_TEKSTFRAGMENT_
────

In deze zaak vorderden Metroprop B.V. en de Stichting tot Behoud van de Monumenten Laurentius en Petronella de vernietiging van een huurovereenkomst tussen de gemeente Heerlen en het UWV. De eiseressen stelden dat de huurprijs die het UWV aan de gemeente betaalde niet marktconform was en dat dit zou neerkomen op ongeoorloofde staatssteun aan de gemeente Heerlen, in strijd met artikel 107 van het Verdrag betreffende de werking van de Europese Unie (VWEU). De rechtbank Amsterdam heeft de vorderingen van Metroprop c.s. afgewezen. De rechtbank oordeelde dat de huurovereenkomst niet onder de staatssteunregels viel, omdat de gemeente Heerlen en het UWV met de overeenkomst uitvoering gaven aan hun wettelijke taak om geïntegreerde dienstverlening te bieden aan werkzoekenden en werkgevers. De rechtbank concludeerde dat de huurovereenkomst niet kan worden gescheiden van de aan de gemeente en het UWV opgedragen taken van openbaar gezag. De rechtbank veroordeelde Metroprop en de Stichting in de proceskosten, die aan de zijde van de gemeente Heerlen en het UWV zijn begroot op € 1.523,00 per partij, te vermeerderen met wettelijke rente.

Uitspraak

vonnis

RECHTBANK AMSTERDAM

Afdeling privaatrecht
zaaknummer / rolnummer: C/13/617166 / HA ZA 16-1058
Vonnis van 18 oktober 2017
in de zaak van
1. de besloten vennootschap met beperkte aansprakelijkheid
METROPROP B.V.,
gevestigd te Amsterdam,
2. de stichting
STICHTING TOT BEHOUD VAN DE MONUMENTEN LAURENTIUS EN PETRONELLA,
gevestigd te Amsterdam,
eiseressen,
advocaat mr. C.F.J.M. Nelemans te Amsterdam,
tegen
1. de publiekrechtelijke rechtspersoon
GEMEENTE HEERLEN,
zetelend te Heerlen,
gedaagde,
advocaat mr. J.B.C. Tummers te Maastricht,
2. de publiekrechtelijke rechtspersoon
UITVOERINGSINSTITUUT WERKNEMERSVERZEKERINGEN,
zetelend te Amsterdam,
gedaagde,
advocaat mr. J.N. de Blécourt te Amsterdam.
Eiseressen zullen hierna gezamenlijk Metroprop c.s. en ieder afzonderlijk Metroprop en de Stichting worden genoemd. Gedaagden zullen hierna gezamenlijk de gemeente Heerlen c.s. en ieder afzonderlijk de gemeente Heerlen en het UWV worden genoemd.

1.De procedure

1.1.

────

_WAT TE DOEN_
- a) Op welk bedrag per partij zijn in het vonnis de proceskosten aan de zijde van de gemeente Heerlen en het UWV begroot?
- b) Schrijf het vonnis verder vanaf punt "1.1." onder het kopje "1.De procedure".
De items die nu volgen staan helemaal los van het vonnis.

[Geannoteerde coördinatenrecords]
────

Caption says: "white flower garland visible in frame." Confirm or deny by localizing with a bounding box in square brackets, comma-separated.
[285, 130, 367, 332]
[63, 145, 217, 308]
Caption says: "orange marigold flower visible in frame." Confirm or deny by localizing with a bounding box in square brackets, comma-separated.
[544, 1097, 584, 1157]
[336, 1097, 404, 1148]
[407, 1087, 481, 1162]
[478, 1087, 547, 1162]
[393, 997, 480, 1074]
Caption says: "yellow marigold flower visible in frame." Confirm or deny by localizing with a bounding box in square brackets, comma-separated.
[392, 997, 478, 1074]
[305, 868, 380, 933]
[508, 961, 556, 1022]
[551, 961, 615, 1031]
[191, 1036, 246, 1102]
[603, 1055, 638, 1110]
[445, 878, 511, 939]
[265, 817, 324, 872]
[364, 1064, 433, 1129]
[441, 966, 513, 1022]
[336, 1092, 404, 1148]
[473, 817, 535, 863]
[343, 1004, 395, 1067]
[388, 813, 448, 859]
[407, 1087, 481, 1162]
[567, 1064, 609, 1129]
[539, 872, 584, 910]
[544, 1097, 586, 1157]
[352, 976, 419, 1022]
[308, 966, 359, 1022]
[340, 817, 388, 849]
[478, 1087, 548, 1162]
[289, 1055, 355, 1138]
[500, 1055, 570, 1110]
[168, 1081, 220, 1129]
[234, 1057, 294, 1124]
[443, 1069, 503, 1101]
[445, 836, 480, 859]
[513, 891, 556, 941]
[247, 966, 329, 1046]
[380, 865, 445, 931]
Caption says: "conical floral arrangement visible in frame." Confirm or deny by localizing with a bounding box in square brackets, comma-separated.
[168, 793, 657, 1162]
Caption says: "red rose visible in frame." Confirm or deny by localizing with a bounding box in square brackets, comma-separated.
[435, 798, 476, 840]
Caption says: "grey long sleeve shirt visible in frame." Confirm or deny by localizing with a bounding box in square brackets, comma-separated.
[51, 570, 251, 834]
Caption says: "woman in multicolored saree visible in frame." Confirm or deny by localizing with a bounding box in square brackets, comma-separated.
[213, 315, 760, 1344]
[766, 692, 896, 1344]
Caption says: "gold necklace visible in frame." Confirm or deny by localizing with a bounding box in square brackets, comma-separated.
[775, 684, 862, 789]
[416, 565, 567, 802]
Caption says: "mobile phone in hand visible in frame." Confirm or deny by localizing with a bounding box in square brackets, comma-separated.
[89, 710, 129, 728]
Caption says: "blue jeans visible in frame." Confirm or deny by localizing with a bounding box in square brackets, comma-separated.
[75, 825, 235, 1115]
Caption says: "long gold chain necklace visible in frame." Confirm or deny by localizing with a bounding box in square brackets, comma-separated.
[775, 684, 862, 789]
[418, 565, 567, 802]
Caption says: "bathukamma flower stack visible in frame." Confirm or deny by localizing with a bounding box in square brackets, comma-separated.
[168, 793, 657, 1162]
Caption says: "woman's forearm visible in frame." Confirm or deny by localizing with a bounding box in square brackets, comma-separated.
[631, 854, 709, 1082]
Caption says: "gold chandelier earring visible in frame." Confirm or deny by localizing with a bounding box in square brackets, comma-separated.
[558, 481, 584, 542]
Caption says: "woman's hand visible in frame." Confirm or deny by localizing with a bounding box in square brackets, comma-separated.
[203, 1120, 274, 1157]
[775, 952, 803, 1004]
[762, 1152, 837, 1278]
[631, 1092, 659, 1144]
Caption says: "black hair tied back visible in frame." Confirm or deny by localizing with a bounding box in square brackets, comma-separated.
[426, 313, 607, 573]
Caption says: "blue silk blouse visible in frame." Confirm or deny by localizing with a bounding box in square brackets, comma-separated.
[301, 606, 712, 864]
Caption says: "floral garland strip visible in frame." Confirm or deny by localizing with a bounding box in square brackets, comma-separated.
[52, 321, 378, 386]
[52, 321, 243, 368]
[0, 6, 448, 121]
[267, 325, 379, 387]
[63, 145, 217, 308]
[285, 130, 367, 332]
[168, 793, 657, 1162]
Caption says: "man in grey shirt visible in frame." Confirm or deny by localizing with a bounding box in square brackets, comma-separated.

────

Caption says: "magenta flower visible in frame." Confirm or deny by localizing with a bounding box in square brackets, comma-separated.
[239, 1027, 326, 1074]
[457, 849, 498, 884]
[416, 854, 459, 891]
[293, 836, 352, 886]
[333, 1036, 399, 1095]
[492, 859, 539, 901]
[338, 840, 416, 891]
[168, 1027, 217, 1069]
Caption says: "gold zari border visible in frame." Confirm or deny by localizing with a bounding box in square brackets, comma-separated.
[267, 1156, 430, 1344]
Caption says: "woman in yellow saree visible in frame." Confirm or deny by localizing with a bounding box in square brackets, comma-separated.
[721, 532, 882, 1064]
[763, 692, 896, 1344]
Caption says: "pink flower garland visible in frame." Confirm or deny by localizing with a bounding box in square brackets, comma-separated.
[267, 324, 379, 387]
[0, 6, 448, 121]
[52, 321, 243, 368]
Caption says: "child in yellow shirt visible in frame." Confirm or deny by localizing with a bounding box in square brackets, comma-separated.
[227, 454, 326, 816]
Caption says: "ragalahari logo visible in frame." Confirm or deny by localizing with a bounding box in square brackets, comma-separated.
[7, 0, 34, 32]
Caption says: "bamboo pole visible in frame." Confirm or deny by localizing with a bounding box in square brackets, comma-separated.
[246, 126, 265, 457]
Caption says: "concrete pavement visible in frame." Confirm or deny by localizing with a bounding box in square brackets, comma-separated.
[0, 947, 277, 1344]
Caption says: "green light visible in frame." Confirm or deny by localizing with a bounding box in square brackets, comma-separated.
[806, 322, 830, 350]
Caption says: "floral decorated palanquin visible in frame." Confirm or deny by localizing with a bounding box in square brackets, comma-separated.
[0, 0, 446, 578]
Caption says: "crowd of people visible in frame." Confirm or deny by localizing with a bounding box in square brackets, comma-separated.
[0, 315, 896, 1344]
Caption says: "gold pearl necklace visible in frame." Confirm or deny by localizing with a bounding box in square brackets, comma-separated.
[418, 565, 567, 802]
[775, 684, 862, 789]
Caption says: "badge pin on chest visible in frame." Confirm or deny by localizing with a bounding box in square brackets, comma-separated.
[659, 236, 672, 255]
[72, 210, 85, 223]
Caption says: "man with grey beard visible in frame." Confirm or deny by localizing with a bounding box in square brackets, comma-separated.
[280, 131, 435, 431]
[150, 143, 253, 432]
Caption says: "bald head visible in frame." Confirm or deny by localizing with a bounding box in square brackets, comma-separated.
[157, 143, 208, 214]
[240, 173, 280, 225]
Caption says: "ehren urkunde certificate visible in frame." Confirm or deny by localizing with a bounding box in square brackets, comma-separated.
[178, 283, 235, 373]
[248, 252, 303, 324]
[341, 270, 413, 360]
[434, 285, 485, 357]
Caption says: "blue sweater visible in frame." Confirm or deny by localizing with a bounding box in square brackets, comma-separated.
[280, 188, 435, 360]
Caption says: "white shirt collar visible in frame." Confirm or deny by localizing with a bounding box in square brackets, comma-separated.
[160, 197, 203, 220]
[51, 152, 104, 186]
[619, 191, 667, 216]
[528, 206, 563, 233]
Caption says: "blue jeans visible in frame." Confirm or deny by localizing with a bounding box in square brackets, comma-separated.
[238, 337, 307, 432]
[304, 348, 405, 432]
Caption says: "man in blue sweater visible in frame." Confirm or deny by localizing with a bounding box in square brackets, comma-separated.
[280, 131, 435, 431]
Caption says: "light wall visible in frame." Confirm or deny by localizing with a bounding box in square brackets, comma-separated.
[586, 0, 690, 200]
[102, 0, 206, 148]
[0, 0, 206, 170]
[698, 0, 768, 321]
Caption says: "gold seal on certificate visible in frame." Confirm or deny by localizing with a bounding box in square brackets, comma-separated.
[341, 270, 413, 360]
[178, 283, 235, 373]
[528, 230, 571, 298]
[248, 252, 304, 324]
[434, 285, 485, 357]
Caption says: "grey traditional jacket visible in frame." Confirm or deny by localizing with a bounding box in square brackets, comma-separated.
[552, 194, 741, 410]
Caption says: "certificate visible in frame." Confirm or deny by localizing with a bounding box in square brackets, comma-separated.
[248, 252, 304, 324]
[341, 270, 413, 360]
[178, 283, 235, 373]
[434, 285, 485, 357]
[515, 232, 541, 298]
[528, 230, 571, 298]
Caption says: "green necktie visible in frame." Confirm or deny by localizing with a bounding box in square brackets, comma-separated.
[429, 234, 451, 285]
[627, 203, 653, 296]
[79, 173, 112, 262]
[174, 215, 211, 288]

────

_ANTWOORDEN_
- a) Op € 1.523,00 per partij.

- b)
Het verloop van de procedure blijkt uit:
- de gelijkluidende dagvaardingen van 10 oktober 2016, met producties,
- de conclusie van antwoord van de gemeente Heerlen, met producties,
- de conclusie van antwoord van het UWV, met producties,
- het tussenvonnis van 25 januari 2017, waarbij een comparitie van partijen is gelast,
- het proces-verbaal van comparitie van 31 augustus 2017, met de daarin genoemde stukken.
1.2.
Ten slotte is vonnis bepaald.

2.De feiten

2.1.
De Stichting en Metroprop zijn beiden aanbieders van kantoorruimte binnen de grenzen van de gemeente Heerlen.
2.2.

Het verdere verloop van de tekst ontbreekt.